> [What the task requires]: Each record beneath this line should be returned exactly as it is.

> [Data for the task]:
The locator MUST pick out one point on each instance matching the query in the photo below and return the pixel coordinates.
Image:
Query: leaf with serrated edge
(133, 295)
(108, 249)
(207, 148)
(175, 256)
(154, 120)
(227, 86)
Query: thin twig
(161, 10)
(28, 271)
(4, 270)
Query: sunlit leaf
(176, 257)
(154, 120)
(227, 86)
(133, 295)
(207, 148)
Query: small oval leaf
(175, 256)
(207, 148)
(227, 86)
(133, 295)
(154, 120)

> [Response to the task]:
The locator MUST pick out one point on each instance matching the query in the photo below and return the pixel coordinates.
Image:
Query: leaf with serrated edge
(133, 295)
(108, 249)
(207, 148)
(175, 256)
(154, 120)
(227, 86)
Query: thin twig
(161, 10)
(28, 271)
(4, 270)
Query: sunlit leaf
(176, 257)
(154, 120)
(227, 86)
(133, 295)
(207, 148)
Query: small oval leaf
(175, 256)
(207, 148)
(227, 86)
(133, 295)
(154, 120)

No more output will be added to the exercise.